Set problem a »
Count the lines in the records below that contain the string "white", treating case as significant, and reply with the number alone.
+++ Extract to read
Adequate Lobster: Pretty good.
Stateful Armadillo: I think this may work. So if this works I guess we can return input_str. Maybe this works.
Adequate Lobster: Not exactly.
Stateful Armadillo: Thing does not support item assignment. Okay so I guess the simple thing would be to turn this into an array then turn it back to a string at the end. If I recall correctly you can just cast a string to a list.
Adequate Lobster: Could you do it inside the shuffle() function? Otherwise it will not met the goal.
Stateful Armadillo: I see. Could I do it inside the shuffle() function. You want me to do it by reference or are you okay with me allocating a new object?
Adequate Lobster: I'm okay with allocating a new object as part of shuffle(), otherwise the second part of the problem is going to be kind of tough.
Stateful Armadillo: Okay no problem. So I'll just rename this to input_arr. And then I would just recast this to a string here.
Adequate Lobster: Yeah I don't think the recasting works, but there's probably some way to do it.
Stateful Armadillo: Well that didn't work, but it also didn't shuffle.
Adequate Lobster: Well it might have.
Stateful Armadillo: Might have, I'll just print the array also. I guess it just randomly shuffled back to the same thing, which is probably not great for a shuffle but I guess it happens. So let's try a super long word. I guess that appears to be reasonably shuffled. And it has the same length…so I guess if I was writing….so if I were to test thing I'd probably check if the shuffled string and input string lengths match. If I were being very thorough I might write a test a unit test that would confirm that all the letters are present in the shuffled string as well.
++++++
Set problem b »
Summarize the conversation above in two sentences.
+++ Provided data
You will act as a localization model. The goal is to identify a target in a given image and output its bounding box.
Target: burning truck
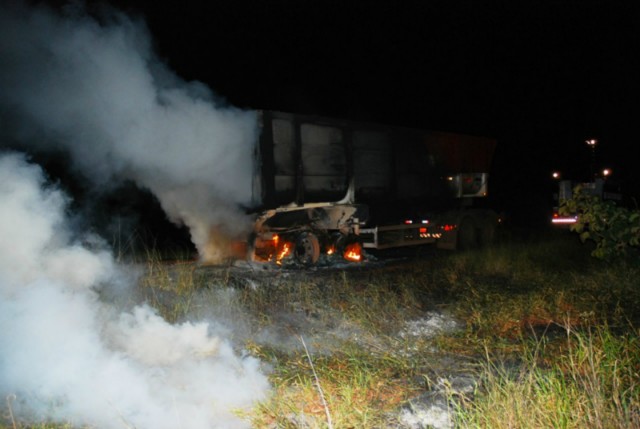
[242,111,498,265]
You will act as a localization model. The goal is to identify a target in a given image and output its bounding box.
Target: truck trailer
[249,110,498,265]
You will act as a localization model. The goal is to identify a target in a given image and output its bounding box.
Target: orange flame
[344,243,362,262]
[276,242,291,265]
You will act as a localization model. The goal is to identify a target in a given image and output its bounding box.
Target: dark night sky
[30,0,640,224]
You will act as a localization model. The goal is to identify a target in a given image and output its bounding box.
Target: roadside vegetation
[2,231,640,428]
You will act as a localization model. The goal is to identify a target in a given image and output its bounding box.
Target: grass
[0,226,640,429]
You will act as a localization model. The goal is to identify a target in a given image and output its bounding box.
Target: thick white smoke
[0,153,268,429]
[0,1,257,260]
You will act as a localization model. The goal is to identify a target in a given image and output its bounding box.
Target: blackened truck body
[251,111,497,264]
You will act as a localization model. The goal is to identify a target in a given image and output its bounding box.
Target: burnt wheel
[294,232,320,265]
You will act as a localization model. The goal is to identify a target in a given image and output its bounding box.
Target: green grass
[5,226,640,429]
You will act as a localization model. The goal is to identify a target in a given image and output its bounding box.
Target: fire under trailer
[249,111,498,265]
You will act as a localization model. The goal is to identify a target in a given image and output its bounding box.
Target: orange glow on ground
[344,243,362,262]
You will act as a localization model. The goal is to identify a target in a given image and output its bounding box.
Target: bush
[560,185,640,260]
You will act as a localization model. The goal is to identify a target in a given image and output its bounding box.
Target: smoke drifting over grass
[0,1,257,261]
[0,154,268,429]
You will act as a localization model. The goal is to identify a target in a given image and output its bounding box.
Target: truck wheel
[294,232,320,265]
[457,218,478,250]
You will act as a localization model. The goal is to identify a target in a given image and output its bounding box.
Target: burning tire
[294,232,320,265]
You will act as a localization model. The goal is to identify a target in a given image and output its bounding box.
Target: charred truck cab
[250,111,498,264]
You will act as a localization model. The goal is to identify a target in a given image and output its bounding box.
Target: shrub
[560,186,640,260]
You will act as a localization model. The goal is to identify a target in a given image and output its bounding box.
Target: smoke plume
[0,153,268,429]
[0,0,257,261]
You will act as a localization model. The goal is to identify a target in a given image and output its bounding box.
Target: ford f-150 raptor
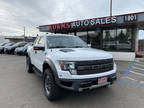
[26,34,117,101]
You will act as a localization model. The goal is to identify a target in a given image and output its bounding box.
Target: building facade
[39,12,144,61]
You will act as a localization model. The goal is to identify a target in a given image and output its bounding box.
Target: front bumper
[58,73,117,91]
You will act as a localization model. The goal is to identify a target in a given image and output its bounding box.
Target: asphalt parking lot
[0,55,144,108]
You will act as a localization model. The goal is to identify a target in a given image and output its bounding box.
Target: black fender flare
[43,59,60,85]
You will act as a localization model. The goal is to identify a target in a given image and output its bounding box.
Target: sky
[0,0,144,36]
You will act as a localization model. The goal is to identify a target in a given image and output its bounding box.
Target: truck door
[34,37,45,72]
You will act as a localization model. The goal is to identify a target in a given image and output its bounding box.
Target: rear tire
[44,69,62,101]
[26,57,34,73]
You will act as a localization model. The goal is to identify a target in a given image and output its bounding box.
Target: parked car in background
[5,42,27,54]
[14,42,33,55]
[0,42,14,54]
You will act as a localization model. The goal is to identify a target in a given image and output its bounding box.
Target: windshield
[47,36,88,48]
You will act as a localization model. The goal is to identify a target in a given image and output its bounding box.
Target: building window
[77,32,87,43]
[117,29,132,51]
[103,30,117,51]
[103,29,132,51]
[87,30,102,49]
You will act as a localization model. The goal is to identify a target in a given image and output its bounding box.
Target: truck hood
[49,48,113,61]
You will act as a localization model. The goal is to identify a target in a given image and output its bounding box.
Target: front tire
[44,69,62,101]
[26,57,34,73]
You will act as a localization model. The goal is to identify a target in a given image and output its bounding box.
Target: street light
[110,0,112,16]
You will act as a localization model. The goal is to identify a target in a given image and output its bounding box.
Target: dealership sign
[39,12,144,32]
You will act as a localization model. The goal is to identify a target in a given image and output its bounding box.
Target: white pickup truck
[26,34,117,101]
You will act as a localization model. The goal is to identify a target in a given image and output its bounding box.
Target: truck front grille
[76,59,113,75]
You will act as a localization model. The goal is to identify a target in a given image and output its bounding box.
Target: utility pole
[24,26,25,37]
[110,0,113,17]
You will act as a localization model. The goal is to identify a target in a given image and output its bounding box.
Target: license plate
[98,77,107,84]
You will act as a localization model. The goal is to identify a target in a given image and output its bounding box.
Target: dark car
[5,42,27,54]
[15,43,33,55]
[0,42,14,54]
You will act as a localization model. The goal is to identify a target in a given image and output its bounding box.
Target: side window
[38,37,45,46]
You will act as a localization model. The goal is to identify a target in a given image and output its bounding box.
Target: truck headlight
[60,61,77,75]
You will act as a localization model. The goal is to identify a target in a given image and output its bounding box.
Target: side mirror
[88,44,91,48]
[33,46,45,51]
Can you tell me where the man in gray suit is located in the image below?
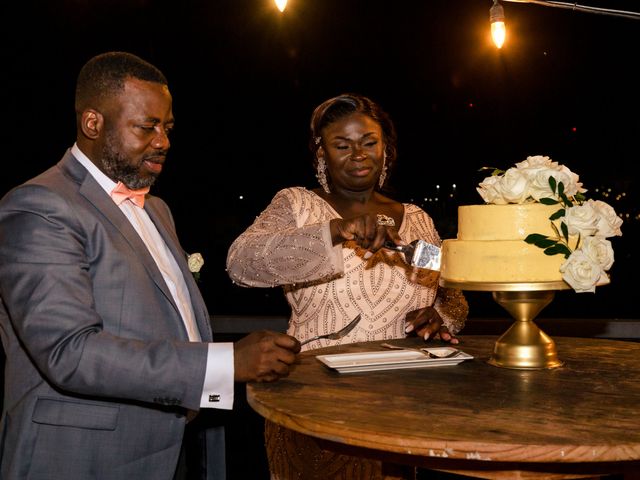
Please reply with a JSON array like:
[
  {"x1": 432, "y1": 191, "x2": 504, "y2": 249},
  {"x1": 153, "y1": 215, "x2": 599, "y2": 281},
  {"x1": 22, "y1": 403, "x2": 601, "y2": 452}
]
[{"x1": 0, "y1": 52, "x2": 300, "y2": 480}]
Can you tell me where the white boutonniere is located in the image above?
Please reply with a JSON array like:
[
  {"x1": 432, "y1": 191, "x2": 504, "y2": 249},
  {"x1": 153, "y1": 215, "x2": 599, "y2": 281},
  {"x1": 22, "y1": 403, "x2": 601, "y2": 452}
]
++++++
Correct response a »
3

Correct response b »
Stateful Armadillo finds that item assignment is not supported and plans to turn the string into an array and back into a string at the end, and Adequate Lobster asks that this be done inside the shuffle() function and accepts allocating a new object there. After trying a super long word, Stateful Armadillo says a test would check that the shuffled and input string lengths match and, to be very thorough, that all the letters are present in the shuffled string.